> TRECHO SELECIONADO

========

Por ser um sistema legal de origem religiosa o direito hindu pretende ir além e acima do Estado laico, ou seja, é um direito cujas normas são, exclusivamente, voltadas para a sua comunidade étnico-religiosa.

Assenta-se numa visão hierarquizada da sociedade e, por via de conseqüência, os princípios legais que regem tal sistema jurídico estão longe de proporcionar um tratamento jurídico-legal igualitário.

A palavra "direito", no sentido que os Ocidentais lhe dão, não existe em sânscrito, o que corresponde melhor à nossa noção de direito é o dharma, que se pode traduzir duma forma muito aproximativa, por dever.

O dharmaé o conjunto das regras que o homem deve seguir em razão da sua condição na sociedade, isto é, o conjunto de obrigações que se impõem aos homens, por derivarem da ordem natural das coisas. O dharma, portanto, compreende regras que, segundo a nossa óptica, relevam umas da moral, outras do direito, outras ainda da religião, do ritual ou da civilidade.

1.7 - O Direito indiano:

Neste sentido, o atual direito indiano é, antes de tudo, um sistema jurídico de origem estatal que extrapola as diversas etnias e comunidades religiosas que formam a Índia contemporânea para ser um Direito supra-étnico e desvinculado desta ou daquela fé religiosa.

Os indianos podem ter utilizado a técnica da codificação para reformar o seu direito, porém os seus códigos são códigos de common law, que os juristas da Índia utilizam da mesma maneira como são utilizados estes materiais legislativos nos paises de common law. Está ainda mais ligada a esta pela concepção que ai existe da função judiciária, pela importância que ai se atribui à administração da justiça e ao processo e pela idéia que ai se faz da supremacia do direito (rule of law).

========

> TRECHO DOS DADOS
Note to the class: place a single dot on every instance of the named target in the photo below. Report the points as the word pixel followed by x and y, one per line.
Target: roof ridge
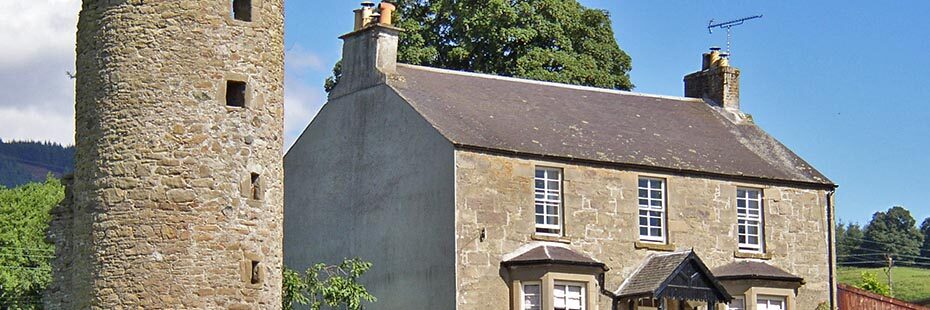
pixel 552 84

========

> TAREFAS A REALIZAR
(a) Transcreva o trecho sobre o direito hindu e indiano, começando em "Assenta-se numa visão" e terminando em "ou da civilidade.".
(b) Segundo o trecho sobre o direito hindu e indiano, qual palavra em sânscrito corresponde melhor à noção ocidental de direito?
(c) Dê continuidade ao trecho sobre o direito hindu e indiano a partir do ponto em que ele termina.

> RESULTADOS DAS TAREFAS
(a)
Assenta-se numa visão hierarquizada da sociedade e, por via de conseqüência, os princípios legais que regem tal sistema jurídico estão longe de proporcionar um tratamento jurídico-legal igualitário.

A palavra "direito", no sentido que os Ocidentais lhe dão, não existe em sânscrito, o que corresponde melhor à nossa noção de direito é o dharma, que se pode traduzir duma forma muito aproximativa, por dever.

O dharmaé o conjunto das regras que o homem deve seguir em razão da sua condição na sociedade, isto é, o conjunto de obrigações que se impõem aos homens, por derivarem da ordem natural das coisas. O dharma, portanto, compreende regras que, segundo a nossa óptica, relevam umas da moral, outras do direito, outras ainda da religião, do ritual ou da civilidade.

(b) O dharma, que se pode traduzir de forma muito aproximativa por dever.

(c)
2.0 - O Direito na China

2.1 - Contexto histórico e confucionismo:

Durante muito tempo a China viveu sobre períodos de instabilidade político-econômica com a formação de diversas dinastias como a Han, Chi´n, Táng, Ming. Não existia como um país unificado. Diante disso, Confúcio, que viveu durante o período de 551-479 a. C., propôs meios de instalar a ordem, regras aos indivíduos para ordenar a coletividade. Funda o Confucionismo, que tem como base fundamental o Li (aperfeiçoamento do homem até atingir um alto nível de disciplina). Nessa concepção de sociedade ideal, os mais novos deveriam respeitar os mais velhos, a mulher se submeter ao homem e os governados devem obedecer ao governante. Todos deveriam respeitar a categoria social ocupada, agir segundo o Li, ou seja, exemplarmente.

Essa filosofia foi ganhando espaço com decorrer do tempo. Transferiu-se de comportamento social para a esfera espiritual. Hoje são cerca de 600 milhões de confucionistas no mundo.

2.2 - Pré-Revolução Socialista:

A China com sua historia milenar apresenta dois momentos críticos na formação de suas normas e princípios jurídicos.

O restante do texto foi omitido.